### [What is being asked]
Find "input: sea of clouds -> output: bbox" in the material below, then copy that line and every subsequent line to the end, exactly.
_____
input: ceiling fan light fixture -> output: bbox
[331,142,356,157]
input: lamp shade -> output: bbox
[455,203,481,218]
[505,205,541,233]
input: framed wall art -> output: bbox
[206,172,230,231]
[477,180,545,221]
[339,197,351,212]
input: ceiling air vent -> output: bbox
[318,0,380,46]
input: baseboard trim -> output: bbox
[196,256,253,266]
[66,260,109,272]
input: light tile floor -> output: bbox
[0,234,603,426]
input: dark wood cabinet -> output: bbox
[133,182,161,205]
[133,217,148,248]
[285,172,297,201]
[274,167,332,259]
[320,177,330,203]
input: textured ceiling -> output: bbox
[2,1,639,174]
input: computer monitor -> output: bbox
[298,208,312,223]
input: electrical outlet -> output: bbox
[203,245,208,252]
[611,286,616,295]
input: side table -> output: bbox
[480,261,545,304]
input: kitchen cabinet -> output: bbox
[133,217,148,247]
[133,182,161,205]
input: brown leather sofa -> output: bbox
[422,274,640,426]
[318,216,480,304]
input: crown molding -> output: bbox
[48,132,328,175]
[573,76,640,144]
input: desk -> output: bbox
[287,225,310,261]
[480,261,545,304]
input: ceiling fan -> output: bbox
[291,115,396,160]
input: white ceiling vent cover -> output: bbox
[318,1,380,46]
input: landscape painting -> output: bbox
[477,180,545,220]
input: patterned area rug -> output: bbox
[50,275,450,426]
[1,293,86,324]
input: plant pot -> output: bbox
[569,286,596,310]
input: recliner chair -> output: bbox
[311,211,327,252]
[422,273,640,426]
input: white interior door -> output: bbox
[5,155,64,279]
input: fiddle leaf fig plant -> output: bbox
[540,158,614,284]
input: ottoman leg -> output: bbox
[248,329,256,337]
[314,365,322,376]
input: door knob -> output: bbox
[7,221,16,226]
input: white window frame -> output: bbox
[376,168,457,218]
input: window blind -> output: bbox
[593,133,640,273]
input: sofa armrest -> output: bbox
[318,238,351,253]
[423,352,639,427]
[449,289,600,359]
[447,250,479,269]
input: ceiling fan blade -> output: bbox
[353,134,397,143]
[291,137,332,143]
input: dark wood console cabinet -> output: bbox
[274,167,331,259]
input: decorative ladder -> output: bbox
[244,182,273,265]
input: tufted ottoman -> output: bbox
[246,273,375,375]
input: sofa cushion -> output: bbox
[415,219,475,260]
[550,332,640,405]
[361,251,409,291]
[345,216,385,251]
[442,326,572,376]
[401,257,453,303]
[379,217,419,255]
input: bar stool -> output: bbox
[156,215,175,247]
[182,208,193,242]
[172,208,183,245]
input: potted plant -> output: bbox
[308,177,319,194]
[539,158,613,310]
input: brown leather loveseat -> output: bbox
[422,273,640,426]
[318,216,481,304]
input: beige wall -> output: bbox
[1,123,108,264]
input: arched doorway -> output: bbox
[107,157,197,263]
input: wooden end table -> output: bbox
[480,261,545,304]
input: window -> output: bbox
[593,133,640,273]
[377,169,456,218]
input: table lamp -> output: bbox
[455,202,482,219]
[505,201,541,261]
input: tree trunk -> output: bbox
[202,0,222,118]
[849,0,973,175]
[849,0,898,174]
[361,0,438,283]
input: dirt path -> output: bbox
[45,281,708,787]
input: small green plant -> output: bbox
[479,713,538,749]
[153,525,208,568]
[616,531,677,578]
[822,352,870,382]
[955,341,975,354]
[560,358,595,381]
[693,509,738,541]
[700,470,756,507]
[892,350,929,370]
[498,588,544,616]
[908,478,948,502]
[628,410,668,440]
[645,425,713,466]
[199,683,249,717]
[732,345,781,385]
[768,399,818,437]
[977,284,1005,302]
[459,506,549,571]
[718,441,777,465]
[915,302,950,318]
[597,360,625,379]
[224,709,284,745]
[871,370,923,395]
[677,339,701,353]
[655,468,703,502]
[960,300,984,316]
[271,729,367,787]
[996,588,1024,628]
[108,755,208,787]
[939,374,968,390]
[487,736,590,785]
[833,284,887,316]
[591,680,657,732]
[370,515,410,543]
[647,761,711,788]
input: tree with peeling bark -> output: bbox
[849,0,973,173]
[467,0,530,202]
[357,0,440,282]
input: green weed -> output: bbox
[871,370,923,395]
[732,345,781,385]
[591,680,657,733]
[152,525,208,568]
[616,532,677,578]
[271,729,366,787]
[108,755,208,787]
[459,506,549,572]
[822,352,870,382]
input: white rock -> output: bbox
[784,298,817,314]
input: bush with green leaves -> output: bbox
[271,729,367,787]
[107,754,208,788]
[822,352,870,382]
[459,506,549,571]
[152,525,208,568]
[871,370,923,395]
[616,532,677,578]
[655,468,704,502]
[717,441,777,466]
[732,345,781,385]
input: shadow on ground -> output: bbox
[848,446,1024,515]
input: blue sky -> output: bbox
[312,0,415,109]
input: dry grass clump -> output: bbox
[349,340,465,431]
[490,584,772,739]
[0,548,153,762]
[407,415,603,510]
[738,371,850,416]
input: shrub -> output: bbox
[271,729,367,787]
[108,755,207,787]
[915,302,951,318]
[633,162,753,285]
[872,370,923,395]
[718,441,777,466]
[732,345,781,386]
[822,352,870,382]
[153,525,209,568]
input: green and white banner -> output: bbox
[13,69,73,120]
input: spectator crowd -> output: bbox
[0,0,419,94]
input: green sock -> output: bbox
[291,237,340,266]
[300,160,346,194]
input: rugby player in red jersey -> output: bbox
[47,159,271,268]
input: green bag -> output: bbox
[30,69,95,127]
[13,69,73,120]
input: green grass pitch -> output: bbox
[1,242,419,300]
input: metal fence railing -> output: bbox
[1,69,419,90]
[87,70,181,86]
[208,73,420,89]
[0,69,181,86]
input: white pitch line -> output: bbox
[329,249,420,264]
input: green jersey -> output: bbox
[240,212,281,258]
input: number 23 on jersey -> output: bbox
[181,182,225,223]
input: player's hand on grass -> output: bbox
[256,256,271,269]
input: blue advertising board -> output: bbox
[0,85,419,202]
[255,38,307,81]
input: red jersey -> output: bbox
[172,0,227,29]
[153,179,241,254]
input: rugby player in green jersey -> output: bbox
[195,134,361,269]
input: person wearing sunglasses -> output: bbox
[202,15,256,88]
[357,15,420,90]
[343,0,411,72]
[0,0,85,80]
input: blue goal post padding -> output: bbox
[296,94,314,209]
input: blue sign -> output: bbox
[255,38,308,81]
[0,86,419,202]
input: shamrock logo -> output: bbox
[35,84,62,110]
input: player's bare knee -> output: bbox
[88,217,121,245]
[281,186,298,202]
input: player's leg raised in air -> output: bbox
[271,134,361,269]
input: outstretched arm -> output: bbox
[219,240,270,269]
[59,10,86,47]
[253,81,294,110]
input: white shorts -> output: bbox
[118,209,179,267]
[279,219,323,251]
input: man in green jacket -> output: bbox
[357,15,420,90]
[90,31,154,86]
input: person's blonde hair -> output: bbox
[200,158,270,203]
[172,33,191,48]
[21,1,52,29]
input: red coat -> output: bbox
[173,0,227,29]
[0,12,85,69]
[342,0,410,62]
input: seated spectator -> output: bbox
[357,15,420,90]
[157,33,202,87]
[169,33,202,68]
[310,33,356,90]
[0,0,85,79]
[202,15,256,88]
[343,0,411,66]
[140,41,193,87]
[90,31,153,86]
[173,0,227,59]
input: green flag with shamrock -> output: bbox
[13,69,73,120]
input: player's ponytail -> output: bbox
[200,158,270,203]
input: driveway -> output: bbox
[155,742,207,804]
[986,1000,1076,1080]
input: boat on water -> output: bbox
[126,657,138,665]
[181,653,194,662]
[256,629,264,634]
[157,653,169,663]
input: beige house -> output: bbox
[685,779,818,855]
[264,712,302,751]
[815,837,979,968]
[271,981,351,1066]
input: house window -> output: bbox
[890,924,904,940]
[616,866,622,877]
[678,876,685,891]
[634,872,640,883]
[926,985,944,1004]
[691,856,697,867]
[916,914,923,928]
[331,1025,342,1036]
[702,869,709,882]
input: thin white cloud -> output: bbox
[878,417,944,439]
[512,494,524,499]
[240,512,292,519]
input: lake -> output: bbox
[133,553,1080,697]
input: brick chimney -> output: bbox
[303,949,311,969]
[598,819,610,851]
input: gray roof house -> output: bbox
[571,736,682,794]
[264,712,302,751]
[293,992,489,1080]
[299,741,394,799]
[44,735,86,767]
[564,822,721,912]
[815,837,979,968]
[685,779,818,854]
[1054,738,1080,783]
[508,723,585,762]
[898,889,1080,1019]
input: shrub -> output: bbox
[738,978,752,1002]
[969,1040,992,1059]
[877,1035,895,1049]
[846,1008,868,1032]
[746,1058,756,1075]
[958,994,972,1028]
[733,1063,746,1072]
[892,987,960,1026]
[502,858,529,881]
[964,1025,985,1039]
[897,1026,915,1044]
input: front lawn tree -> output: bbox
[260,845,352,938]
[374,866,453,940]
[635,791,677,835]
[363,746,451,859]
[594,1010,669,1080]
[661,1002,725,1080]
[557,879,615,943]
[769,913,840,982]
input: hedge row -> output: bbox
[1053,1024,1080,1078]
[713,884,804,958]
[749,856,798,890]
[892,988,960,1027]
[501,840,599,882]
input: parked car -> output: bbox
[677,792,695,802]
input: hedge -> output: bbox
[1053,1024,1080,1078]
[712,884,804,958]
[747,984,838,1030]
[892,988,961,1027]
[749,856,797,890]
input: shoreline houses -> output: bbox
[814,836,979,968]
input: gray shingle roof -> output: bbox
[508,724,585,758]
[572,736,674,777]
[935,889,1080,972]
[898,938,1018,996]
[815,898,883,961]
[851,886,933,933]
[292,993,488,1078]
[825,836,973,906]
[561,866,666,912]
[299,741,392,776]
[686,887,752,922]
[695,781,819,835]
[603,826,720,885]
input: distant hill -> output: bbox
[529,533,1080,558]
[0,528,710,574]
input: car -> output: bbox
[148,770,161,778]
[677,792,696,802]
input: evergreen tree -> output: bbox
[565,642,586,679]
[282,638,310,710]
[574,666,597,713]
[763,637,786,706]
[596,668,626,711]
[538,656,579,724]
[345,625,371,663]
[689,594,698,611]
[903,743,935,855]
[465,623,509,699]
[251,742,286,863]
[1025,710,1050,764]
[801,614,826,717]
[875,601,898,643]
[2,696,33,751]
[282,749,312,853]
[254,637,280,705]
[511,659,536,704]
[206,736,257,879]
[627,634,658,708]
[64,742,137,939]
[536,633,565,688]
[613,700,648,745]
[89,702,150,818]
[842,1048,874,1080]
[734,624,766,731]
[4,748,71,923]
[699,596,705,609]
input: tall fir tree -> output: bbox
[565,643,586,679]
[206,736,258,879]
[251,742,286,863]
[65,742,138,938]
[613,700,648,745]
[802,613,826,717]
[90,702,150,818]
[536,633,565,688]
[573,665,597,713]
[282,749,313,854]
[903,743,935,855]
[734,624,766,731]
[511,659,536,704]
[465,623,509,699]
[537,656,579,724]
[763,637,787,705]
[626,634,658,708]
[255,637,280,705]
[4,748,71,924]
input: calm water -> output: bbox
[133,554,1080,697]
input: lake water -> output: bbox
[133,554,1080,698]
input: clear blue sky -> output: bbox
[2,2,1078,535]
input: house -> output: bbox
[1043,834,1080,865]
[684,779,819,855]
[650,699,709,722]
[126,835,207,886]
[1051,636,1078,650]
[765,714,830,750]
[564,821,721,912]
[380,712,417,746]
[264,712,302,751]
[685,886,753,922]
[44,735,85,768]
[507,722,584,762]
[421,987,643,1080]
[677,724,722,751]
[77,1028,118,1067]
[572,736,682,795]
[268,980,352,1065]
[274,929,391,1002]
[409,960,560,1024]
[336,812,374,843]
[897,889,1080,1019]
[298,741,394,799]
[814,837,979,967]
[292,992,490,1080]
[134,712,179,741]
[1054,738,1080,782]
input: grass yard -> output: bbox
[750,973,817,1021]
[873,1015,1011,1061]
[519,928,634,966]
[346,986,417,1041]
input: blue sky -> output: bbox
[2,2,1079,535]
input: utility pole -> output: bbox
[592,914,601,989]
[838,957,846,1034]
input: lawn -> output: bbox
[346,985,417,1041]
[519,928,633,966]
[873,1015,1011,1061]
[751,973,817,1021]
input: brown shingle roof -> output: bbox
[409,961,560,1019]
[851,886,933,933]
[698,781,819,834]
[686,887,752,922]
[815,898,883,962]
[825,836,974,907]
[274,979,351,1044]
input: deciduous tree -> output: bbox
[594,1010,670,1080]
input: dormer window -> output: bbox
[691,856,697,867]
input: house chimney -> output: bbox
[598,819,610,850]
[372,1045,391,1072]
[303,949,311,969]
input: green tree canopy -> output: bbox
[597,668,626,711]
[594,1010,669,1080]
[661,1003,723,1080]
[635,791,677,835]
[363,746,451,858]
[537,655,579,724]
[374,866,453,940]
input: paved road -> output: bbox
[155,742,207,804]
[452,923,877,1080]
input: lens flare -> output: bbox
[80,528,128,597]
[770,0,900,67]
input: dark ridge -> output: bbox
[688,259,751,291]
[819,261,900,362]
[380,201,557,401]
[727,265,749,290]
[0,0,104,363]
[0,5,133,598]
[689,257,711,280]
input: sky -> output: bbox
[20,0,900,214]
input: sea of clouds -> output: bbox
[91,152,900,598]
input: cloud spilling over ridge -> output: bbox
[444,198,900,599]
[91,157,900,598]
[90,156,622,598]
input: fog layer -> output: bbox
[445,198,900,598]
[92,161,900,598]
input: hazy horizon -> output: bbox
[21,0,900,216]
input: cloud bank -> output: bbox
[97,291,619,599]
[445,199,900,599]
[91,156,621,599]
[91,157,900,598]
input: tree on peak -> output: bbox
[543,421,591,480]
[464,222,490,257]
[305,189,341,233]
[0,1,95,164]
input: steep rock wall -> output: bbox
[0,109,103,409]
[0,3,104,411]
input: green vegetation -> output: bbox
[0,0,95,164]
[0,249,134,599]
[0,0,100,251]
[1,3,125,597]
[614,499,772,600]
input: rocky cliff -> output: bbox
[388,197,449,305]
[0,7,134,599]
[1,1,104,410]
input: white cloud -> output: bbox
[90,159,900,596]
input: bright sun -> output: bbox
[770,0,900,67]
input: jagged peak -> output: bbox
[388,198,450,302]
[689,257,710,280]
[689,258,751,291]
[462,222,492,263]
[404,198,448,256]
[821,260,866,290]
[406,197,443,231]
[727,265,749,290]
_____
### [Answer to this problem]
input: sea of clouds -> output: bbox
[91,152,900,598]
input: cloud spilling over ridge -> output: bbox
[444,198,900,599]
[91,157,900,598]
[90,156,622,598]
input: fog layer -> output: bbox
[445,198,900,598]
[92,161,900,598]
input: hazy horizon -> output: bbox
[21,0,900,216]
input: cloud bank -> output: bbox
[97,291,619,599]
[445,199,900,599]
[91,156,621,599]
[91,157,900,598]
input: tree on peak -> output: bbox
[543,421,591,480]
[464,222,490,257]
[305,189,341,233]
[0,1,95,164]
input: steep rock wall -> output: bbox
[0,109,103,409]
[0,3,104,411]
input: green vegetation -> output: bbox
[0,0,95,164]
[0,249,134,599]
[0,0,100,251]
[1,3,125,597]
[614,499,772,600]
input: rocky cliff -> output: bbox
[388,197,449,305]
[0,7,134,599]
[1,1,104,410]
input: white cloud -> output: bbox
[90,159,900,596]
input: bright sun -> output: bbox
[770,0,900,67]
input: jagged peak -> output: bbox
[388,198,450,302]
[689,257,710,280]
[689,258,751,291]
[462,222,492,263]
[404,198,448,256]
[821,260,866,290]
[406,197,443,231]
[727,265,749,290]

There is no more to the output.